Text section: Begin
Lymphatic Channels – Function and Anatomy
- Responsible for drainage of fluid (lymph) from the interstitial space
- Begin as blind ending interstitial sinuses that progressively coalesce into larger channels that flow to lymph nodes and then to larger ductal systems including the cisterna chyli and thoracic duct
- Peripheral lymphatic channels are much more present in the subcutaneous tissues than in muscles and deep tissues.
- Lymphatic channels describe a slightly spiral course toward proximally (Fig. 1)
- Lymphatic channels have a slightly irregular caliber and beaded or discontinued appearance
Important diagnostic clues to distinguish veins from lymphatics:
- Deep veins occur paired
- Normal veins are smooth and straight,
with valves
- Varicose veins can be tortuous and variable in caliber mimicking a beaded appearance!
Morphologic challenges:
- Similarity of subcutaneous veins and lymphatics - both can have a spiral course (Fig. 1 and Fig. 10):
Fig. 1: Comparison of spiral course of superficial veins of a left upper extremity (left) due to venous concomitant enhancement after distal intradermal gadolinium injection and spiral course of abnormally visible lymphatic channels of a left lower extremity (right) due to lymphatic obstruction in two patients. Both veins and lymphatic channels have a similar course. However lymphatic channels differ from veins mainly based on their beaded and irregular morphology compared to the smooth appearing veins (multistation MIPs reconstructed from mDixon T1 weighted spoiled gradient echo sequences).
- Obstructed dilated lymphatic channels can mimick varicose veins (Fig. 2):
Fig. 2: Varicose appearance of a dominant dilated obstructed lymphatic channel medially in the left lower extremity, mimicking varicosis of the saphenous vein. Origin at the mid dorsum of the foot identifies this vessel as a lymphatic channel and not as the saphenous vein.
Multistation MIP reconstructed from mDixon T1 weighted spoiled GRE after intradermal injection of a total of 2.5cc gadobenate dimeglumine mixed with 2.5cc lidocaine 1% into the interdigital web spaces.
Text section: End
### Required action A:
Say whether each statement below agrees with the lymphatic channels text. Answer yes or no for each, and quote the words from the text that decide it.
(i) Peripheral lymphatic channels are found more in muscles than in subcutaneous tissues.
(ii) Deep veins occur in pairs.
(iii) In Fig. 2, the vessel's origin at the mid dorsum of the foot shows that it is a lymphatic channel.
### Required action B:
Continue the lymphatic channels text from where it stops.
Excerpted data: Begin
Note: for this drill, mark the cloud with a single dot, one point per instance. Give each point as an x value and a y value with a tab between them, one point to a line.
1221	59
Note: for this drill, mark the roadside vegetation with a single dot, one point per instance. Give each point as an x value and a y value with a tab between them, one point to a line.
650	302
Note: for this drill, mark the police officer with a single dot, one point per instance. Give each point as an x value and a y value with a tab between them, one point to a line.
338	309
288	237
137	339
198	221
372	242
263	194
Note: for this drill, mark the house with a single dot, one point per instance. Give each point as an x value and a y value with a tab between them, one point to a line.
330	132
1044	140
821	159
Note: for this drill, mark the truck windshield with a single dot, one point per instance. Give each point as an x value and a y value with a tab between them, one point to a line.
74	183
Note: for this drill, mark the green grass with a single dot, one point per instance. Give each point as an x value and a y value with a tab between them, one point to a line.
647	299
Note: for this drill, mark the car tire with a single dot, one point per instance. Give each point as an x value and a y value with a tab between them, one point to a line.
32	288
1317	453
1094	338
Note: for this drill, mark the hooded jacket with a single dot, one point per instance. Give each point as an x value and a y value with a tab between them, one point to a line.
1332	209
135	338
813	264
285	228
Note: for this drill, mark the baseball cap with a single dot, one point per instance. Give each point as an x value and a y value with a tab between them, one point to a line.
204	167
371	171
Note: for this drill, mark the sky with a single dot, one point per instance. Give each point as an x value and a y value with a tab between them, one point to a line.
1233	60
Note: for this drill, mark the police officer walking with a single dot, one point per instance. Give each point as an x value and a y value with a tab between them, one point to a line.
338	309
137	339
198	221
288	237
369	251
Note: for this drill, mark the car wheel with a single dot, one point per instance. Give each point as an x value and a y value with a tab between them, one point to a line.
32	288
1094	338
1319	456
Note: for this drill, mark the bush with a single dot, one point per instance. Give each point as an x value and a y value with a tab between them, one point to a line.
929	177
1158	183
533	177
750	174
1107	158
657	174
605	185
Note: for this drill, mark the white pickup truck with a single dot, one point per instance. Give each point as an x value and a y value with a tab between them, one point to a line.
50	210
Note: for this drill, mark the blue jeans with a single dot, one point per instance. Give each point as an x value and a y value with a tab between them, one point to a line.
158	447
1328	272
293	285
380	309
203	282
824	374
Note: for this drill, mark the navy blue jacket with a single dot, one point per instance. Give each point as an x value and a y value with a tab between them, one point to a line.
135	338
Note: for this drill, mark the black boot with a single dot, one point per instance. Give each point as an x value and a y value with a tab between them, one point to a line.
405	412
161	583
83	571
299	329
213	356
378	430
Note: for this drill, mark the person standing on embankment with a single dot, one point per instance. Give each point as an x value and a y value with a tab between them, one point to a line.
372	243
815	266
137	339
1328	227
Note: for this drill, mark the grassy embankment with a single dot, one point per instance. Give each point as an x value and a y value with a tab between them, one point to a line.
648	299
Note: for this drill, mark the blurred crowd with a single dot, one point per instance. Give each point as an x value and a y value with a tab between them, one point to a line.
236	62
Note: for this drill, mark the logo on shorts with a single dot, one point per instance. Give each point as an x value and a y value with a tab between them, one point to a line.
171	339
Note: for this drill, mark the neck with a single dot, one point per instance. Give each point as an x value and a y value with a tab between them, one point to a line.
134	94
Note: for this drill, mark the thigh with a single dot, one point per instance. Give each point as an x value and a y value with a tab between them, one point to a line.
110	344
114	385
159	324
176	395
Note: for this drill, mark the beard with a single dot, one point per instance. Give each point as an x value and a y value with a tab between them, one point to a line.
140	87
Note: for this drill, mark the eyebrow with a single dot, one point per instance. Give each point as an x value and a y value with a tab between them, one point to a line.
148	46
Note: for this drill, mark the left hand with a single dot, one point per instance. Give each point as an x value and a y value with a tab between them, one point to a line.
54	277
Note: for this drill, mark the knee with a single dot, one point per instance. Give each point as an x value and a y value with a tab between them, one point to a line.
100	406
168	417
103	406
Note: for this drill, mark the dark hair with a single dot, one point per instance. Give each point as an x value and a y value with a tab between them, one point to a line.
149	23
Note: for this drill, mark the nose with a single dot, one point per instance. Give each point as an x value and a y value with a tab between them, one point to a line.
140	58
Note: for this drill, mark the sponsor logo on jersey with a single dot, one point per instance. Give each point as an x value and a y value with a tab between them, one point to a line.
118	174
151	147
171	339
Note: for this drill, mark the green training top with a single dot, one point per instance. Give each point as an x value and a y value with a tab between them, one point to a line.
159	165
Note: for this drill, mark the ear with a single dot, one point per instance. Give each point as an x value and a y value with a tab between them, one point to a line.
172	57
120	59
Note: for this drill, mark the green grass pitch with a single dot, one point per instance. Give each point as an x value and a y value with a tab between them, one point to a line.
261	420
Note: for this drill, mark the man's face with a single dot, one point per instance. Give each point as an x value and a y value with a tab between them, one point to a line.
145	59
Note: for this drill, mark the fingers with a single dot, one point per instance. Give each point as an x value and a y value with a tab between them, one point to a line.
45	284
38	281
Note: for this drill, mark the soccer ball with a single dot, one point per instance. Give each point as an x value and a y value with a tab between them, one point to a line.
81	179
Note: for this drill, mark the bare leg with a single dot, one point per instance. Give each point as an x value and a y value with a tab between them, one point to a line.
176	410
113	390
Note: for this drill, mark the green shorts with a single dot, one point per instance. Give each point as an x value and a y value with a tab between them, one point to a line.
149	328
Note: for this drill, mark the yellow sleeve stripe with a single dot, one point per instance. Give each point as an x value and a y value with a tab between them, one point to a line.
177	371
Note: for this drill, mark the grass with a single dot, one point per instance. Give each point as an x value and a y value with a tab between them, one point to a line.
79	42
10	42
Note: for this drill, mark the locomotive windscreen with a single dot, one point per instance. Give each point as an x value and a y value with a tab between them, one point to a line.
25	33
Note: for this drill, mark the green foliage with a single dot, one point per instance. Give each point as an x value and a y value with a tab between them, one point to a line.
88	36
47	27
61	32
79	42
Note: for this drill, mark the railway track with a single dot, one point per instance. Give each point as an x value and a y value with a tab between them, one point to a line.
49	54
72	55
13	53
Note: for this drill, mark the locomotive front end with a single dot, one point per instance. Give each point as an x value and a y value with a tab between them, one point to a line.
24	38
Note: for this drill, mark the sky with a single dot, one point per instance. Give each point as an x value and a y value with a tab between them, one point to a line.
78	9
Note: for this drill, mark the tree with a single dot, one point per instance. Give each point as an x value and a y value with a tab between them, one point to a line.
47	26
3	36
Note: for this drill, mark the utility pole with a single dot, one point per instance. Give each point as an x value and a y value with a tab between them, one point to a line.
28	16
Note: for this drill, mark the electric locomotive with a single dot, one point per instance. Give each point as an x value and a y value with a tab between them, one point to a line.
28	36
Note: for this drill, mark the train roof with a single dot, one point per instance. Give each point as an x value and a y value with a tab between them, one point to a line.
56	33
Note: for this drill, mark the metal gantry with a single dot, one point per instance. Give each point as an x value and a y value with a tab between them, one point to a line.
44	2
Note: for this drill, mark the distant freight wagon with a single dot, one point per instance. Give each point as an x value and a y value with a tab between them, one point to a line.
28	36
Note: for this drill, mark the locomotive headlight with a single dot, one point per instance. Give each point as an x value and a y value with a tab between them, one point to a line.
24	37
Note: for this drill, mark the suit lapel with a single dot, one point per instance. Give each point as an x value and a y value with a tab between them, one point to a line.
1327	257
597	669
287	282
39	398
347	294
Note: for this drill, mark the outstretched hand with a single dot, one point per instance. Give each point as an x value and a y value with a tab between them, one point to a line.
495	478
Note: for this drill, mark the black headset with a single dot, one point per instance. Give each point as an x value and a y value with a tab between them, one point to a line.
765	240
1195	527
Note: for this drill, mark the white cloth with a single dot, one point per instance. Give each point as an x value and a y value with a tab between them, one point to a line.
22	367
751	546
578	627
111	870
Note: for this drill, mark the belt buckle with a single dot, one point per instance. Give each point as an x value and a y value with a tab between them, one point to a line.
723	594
Excerpted data: End
### Task output A:
(i) No: "Peripheral lymphatic channels are much more present in the subcutaneous tissues than in muscles and deep tissues."
(ii) Yes: "Deep veins occur paired"
(iii) Yes: "Origin at the mid dorsum of the foot identifies this vessel as a lymphatic channel and not as the saphenous vein."

### Task output B:
Pathophysiology of Lymphoedema
- Swelling of an extremity due to retention of lymphatic fluid
- Retention of lymphatic fluid is due to interruption of lymphatic channels
- Chronic retention of interstitial fluid can result in fat deposition (lipoedema) cutaneous weeping (lymphorrhea) and dermal fibrosis
Risk Factors for Lymphoedema
- Age
- Obesity
- Inflammatory conditions (rheumatoid or psoriatic arthritis)
Etiologies of Lymphoedema
Primary Lymphoedema
- Congenital lymphoedema
- Lymphoedema praecox
- Lymphoedema tarda
Secondary Lymphoedema
- Surgery
- Radiation
- Infection
- Malignancies
- Trauma
Primary Lymphoedema (failure of proper development of lymphatic channels)
- Type I: Familial congenital lymphoedema (Fig. 3)
- VEGF receptor 3 mutation
- Begins in infancy
- Abnormal lymph node formation
Fig. 3: Primary Type I (Nonne-Milroy) lymphoedema of the left lower extremity.
- Type II:
- Lymphoedema praecox
- Adolescence and puberty (Fig. 4)
Fig. 4: Severe primary type II lymphoedema of both lower extremities with dermal fibrosis and ulcerations of the left calf.
- Lymphoedema tarda:
- Late onset after 35 years of age
- Very rare
Secondary Lymphoedema (damage to lymphatic channels)
- More common than primary lymphoedema
- Filariasis is the #1etiology of lymphoedema worldwide (Fig. 5)
Fig. 5: Massive secondary lymphoedema of the right lower extremity due to filiariasis ("elephantiasis").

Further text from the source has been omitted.